TEXT:
** Start **

DARTS: Differentiable Architecture Search

Source paper: Liu, Simonyan, Yang (2018), arXiv:1806.09055

DARTS (Differentiable ARchiTecture Search) is a foundational NAS method that replaces expensive discrete search (RL/evolution) with gradient-based optimization over a continuous relaxation of architecture choices.

Why DARTS mattered

Earlier NAS approaches achieved strong performance but needed massive compute:

  • NASNet (RL): ~2000 GPU-days
  • AmoebaNet (evolution): ~3150 GPU-days

DARTS reduced architecture search to a few GPU-days while remaining competitive.

Search Space (Cell as DAG)

DARTS searches for a cell represented as a directed acyclic graph (DAG):

  • Node x^(i): latent representation
  • Edge (i, j): operation applied to predecessor node
  • Cell output: reduction over intermediate nodes (typically concatenation)

Intermediate node computation:

x^(j) = sum_{i<j} o^(i,j)(x^(i))

Continuous Relaxation

Let O be candidate operations (e.g., separable conv, pooling, identity, zero). Instead of one discrete op per edge, DARTS uses a soft mixture:

o_bar^(i,j)(x) = sum_{o in O} [exp(alpha_o^(i,j)) / sum_{o' in O} exp(alpha_o'^(i,j))] * o(x)

At the end of search, DARTS discretizes by selecting strongest operations.

** End **

GIVEN RECORDS:
** Start **

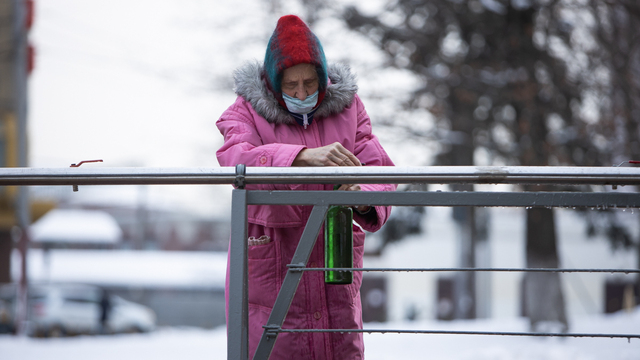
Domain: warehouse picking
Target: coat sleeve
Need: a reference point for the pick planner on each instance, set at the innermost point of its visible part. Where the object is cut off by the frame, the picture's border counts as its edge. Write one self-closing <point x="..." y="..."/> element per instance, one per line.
<point x="370" y="152"/>
<point x="243" y="145"/>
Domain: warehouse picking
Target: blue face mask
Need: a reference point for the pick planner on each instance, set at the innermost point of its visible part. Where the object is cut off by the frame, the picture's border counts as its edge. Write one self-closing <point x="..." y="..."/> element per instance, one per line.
<point x="298" y="106"/>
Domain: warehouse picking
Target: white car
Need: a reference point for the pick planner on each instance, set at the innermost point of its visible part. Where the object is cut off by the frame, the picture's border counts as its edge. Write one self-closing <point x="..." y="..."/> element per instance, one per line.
<point x="59" y="310"/>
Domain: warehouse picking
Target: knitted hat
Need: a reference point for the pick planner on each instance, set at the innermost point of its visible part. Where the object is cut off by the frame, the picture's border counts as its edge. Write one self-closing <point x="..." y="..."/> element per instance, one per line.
<point x="293" y="43"/>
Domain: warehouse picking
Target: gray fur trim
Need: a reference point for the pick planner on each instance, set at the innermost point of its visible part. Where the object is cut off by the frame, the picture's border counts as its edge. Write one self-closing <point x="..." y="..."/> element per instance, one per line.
<point x="250" y="85"/>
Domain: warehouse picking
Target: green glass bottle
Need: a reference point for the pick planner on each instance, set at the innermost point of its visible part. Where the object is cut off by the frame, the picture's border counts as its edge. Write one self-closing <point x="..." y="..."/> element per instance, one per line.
<point x="338" y="244"/>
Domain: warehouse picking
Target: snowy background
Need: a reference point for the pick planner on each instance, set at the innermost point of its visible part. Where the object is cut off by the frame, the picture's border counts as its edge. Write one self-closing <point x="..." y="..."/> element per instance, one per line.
<point x="141" y="83"/>
<point x="193" y="344"/>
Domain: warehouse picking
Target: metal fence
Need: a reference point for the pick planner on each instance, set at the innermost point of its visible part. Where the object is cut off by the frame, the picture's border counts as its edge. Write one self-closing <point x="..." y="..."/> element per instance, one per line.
<point x="608" y="196"/>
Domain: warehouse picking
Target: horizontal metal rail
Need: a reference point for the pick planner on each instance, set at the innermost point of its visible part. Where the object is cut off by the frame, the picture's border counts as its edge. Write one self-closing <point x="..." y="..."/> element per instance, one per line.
<point x="456" y="332"/>
<point x="237" y="345"/>
<point x="544" y="270"/>
<point x="323" y="175"/>
<point x="601" y="200"/>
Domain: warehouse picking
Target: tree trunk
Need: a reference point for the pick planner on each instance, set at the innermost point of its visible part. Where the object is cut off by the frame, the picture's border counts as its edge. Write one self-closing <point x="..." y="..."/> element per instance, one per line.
<point x="6" y="245"/>
<point x="465" y="285"/>
<point x="543" y="299"/>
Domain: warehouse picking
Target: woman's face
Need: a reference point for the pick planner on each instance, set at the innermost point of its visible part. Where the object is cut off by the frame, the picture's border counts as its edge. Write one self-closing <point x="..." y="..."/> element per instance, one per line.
<point x="300" y="81"/>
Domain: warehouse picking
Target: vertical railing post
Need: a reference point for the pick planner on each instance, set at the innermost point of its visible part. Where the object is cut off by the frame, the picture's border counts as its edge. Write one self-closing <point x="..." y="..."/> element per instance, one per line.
<point x="238" y="302"/>
<point x="291" y="282"/>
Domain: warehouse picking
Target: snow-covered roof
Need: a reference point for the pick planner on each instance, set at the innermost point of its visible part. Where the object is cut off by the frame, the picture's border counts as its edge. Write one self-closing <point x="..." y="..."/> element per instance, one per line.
<point x="158" y="269"/>
<point x="76" y="226"/>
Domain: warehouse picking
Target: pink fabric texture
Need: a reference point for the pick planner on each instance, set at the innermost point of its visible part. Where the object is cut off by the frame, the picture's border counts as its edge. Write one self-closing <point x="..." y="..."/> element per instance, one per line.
<point x="252" y="140"/>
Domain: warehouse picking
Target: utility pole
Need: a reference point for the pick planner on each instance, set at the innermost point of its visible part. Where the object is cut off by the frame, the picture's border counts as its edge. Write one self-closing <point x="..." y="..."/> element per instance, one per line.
<point x="16" y="62"/>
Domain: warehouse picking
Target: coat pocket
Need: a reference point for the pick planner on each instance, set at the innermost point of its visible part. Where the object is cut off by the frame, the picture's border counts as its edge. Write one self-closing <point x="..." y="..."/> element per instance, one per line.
<point x="262" y="266"/>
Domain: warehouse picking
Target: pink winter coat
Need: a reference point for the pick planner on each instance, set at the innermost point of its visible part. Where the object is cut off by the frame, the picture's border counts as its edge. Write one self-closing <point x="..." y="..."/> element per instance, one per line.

** End **

GIVEN INSTRUCTION: Copy, word for word, everything in the DARTS page above from "DARTS (Differentiable ARchiTecture" down to "of architecture choices.".

TASK SOLUTION:
DARTS (Differentiable ARchiTecture Search) is a foundational NAS method that replaces expensive discrete search (RL/evolution) with gradient-based optimization over a continuous relaxation of architecture choices.